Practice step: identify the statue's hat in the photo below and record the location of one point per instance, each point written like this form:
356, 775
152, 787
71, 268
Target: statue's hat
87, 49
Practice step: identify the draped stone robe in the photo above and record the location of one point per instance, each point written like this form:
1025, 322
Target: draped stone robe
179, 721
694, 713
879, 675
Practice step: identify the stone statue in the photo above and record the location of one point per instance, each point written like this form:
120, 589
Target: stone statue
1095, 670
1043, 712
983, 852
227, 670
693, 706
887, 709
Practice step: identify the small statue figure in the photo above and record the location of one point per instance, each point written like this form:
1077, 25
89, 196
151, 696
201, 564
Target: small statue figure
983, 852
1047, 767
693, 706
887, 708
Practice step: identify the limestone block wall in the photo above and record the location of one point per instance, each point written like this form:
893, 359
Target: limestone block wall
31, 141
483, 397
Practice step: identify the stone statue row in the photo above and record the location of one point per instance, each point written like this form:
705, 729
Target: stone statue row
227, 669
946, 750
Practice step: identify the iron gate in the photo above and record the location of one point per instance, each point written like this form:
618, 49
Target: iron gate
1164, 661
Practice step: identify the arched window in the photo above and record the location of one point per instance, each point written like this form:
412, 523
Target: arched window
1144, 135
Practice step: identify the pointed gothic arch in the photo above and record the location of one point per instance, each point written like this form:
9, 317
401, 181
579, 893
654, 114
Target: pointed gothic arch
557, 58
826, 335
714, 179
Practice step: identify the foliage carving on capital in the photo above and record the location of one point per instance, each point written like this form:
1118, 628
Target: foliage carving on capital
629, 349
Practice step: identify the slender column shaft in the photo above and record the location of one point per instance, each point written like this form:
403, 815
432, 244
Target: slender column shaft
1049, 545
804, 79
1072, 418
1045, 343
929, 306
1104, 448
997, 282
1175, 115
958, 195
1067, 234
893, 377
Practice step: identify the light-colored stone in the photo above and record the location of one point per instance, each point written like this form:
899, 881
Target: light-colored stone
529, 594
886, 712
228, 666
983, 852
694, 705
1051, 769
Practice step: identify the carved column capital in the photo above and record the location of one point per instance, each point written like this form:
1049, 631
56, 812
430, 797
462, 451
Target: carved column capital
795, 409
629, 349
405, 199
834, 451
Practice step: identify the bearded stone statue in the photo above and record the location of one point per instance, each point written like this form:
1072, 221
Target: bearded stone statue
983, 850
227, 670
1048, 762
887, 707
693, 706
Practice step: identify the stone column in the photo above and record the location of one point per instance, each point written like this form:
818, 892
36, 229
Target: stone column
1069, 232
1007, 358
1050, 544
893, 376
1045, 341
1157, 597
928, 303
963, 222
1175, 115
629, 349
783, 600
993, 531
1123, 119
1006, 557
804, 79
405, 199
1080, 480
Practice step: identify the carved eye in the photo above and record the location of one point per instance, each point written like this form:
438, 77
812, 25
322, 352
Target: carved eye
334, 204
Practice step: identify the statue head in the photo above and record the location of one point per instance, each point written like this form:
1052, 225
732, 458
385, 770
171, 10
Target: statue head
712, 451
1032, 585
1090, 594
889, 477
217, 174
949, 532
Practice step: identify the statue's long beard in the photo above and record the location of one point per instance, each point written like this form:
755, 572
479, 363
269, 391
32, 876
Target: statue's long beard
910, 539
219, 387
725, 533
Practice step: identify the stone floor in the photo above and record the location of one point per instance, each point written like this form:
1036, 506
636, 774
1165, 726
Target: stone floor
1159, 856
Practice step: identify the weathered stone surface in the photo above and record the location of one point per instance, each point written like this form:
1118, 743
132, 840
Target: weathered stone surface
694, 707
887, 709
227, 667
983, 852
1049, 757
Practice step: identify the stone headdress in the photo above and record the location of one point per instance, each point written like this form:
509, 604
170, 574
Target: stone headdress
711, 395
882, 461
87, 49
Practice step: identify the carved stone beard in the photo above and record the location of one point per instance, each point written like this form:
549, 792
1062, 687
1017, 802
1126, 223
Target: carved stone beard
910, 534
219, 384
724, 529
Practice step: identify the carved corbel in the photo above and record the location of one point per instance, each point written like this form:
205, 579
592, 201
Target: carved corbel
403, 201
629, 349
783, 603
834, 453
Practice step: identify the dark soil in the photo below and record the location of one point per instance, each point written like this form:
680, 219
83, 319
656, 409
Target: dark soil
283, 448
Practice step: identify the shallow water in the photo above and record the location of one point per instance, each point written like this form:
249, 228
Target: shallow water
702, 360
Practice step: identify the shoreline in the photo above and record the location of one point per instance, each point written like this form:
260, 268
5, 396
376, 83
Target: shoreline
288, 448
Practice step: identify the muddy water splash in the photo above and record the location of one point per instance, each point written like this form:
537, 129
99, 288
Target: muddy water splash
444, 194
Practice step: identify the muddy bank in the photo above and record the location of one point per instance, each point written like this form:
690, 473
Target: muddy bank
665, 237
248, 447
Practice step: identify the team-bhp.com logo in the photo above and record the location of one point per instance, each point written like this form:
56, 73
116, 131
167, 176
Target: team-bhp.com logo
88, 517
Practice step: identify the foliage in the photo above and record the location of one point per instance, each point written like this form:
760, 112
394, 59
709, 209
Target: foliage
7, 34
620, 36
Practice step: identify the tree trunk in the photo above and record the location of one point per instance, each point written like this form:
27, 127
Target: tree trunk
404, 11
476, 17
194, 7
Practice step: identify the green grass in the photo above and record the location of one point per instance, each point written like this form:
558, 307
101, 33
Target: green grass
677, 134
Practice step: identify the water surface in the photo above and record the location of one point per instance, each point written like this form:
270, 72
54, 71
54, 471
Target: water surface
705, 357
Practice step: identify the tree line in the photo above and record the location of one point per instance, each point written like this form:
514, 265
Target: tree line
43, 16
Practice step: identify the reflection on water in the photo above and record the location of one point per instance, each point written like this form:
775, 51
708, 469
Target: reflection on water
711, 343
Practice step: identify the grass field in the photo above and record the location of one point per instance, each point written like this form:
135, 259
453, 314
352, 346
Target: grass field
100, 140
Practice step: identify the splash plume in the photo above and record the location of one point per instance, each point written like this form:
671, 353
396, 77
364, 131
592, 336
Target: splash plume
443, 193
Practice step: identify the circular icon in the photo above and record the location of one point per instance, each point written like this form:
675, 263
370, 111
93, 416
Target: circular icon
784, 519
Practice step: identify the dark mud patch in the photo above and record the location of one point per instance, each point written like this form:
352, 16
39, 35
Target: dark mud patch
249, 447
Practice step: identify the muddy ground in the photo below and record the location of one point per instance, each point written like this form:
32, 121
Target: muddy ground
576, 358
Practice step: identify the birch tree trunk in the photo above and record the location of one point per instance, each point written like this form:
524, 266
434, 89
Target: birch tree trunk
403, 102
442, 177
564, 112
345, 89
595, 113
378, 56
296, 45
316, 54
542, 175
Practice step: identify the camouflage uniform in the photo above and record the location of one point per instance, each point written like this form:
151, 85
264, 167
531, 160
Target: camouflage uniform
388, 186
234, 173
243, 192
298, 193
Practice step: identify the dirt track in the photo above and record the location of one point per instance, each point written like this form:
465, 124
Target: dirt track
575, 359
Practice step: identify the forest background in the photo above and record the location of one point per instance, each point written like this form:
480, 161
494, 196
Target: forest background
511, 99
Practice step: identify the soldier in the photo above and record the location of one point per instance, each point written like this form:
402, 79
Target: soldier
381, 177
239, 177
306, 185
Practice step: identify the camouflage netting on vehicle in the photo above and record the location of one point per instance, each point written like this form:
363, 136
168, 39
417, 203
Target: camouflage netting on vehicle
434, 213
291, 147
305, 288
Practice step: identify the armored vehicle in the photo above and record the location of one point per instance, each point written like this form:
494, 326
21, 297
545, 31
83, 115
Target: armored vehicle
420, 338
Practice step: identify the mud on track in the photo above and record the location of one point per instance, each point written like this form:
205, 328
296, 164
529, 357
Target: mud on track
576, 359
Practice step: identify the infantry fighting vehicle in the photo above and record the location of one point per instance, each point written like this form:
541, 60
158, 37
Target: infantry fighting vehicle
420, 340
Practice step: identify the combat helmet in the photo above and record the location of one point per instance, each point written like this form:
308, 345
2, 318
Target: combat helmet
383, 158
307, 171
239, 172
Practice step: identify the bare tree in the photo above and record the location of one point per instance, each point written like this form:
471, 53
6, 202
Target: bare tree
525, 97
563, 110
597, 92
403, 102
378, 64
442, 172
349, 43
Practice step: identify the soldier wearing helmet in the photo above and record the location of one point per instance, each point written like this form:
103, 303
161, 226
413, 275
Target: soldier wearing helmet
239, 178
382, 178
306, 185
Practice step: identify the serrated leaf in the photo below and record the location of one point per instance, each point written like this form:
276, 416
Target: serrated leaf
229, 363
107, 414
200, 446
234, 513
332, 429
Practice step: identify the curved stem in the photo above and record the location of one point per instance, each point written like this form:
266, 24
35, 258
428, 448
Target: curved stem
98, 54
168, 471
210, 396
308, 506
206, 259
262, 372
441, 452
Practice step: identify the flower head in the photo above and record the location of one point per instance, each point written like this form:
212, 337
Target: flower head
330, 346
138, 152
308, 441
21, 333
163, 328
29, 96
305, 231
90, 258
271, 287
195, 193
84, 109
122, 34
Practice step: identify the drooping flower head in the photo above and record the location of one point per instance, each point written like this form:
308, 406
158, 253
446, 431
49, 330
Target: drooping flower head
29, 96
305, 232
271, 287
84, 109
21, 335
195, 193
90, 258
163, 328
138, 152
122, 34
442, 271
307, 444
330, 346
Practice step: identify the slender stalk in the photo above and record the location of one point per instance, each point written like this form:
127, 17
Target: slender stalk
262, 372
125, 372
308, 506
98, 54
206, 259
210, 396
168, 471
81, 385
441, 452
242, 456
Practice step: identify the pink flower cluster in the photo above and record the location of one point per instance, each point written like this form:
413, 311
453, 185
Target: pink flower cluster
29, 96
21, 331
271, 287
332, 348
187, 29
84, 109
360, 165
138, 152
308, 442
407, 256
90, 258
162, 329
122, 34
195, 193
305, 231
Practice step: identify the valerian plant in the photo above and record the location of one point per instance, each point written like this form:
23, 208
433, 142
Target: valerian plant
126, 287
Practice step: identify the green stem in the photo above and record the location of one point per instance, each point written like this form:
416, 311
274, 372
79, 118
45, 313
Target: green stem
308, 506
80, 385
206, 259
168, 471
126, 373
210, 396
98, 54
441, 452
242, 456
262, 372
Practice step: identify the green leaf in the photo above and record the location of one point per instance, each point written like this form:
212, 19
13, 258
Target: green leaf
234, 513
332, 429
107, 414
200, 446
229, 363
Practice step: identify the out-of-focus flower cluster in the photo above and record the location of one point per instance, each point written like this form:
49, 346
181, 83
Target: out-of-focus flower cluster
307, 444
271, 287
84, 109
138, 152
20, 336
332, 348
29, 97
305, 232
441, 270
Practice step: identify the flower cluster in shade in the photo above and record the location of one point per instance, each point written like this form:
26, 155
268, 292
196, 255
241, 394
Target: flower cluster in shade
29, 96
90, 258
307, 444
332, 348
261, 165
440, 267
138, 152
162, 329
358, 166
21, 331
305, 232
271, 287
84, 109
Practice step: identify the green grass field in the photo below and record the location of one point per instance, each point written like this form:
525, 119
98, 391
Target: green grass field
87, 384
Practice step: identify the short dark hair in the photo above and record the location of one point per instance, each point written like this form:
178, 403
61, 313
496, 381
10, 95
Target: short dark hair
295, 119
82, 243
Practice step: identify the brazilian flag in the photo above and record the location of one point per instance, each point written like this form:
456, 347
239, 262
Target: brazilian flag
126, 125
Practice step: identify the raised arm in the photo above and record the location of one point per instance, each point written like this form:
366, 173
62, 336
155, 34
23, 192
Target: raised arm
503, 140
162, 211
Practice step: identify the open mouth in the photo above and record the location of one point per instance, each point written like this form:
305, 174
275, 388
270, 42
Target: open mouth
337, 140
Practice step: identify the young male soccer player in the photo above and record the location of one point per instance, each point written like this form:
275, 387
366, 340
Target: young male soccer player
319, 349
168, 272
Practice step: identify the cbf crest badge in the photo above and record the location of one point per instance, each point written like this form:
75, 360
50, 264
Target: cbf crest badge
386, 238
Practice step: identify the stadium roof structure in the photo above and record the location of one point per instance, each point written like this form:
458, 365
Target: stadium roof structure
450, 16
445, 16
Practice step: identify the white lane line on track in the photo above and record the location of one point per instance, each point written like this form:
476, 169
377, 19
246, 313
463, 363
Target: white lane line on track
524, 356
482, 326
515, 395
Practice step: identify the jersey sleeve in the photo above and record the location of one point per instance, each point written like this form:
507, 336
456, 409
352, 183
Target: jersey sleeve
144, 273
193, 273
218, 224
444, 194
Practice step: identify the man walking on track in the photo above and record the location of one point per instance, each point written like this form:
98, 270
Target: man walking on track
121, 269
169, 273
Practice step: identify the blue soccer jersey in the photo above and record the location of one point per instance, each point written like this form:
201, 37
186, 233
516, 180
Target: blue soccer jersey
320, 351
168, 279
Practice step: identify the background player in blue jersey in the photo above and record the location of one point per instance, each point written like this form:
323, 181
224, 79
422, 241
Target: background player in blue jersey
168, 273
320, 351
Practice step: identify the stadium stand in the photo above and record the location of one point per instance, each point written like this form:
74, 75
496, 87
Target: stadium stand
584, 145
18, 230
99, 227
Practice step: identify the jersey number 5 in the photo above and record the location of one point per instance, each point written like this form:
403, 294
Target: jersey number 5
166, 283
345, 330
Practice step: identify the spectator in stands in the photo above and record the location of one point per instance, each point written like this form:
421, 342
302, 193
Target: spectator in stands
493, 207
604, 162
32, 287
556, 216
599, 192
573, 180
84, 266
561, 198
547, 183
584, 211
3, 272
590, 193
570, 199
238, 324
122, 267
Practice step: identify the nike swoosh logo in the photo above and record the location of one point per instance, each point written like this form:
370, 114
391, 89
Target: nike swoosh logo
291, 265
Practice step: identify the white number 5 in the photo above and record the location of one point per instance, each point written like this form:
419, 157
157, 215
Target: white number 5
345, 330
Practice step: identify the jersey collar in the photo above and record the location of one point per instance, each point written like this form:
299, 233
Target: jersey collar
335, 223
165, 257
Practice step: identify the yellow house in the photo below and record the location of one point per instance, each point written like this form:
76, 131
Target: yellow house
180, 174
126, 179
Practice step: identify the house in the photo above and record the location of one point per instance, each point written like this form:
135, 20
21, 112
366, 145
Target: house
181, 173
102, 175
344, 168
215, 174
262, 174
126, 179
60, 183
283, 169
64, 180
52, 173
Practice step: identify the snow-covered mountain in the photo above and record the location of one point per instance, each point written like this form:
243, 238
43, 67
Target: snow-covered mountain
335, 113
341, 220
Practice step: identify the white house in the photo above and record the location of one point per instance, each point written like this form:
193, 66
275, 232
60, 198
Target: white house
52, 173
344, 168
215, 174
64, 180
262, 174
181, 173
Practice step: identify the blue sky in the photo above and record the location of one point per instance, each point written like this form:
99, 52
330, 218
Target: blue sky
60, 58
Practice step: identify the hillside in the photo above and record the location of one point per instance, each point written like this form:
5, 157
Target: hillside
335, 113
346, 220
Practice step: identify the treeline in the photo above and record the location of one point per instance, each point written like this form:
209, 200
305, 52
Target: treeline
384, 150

———

## [OBJECTIVE]
Repeat exactly, and only, the lines from the line containing "Practice step: identify the blue sky" through the last line of the records above, both included.

## [EXERCISE ANSWER]
Practice step: identify the blue sky in the photo above and record the location of one point per instance, each point written like this form:
99, 52
330, 218
Target: blue sky
60, 58
Practice step: identify the hillside in the photo above and record the location of one point per instance, each point written like this form:
5, 157
Target: hillside
335, 113
346, 220
Practice step: identify the treeline in the photo above and record the location of one point per instance, each point written like this form:
209, 200
305, 52
Target: treeline
384, 150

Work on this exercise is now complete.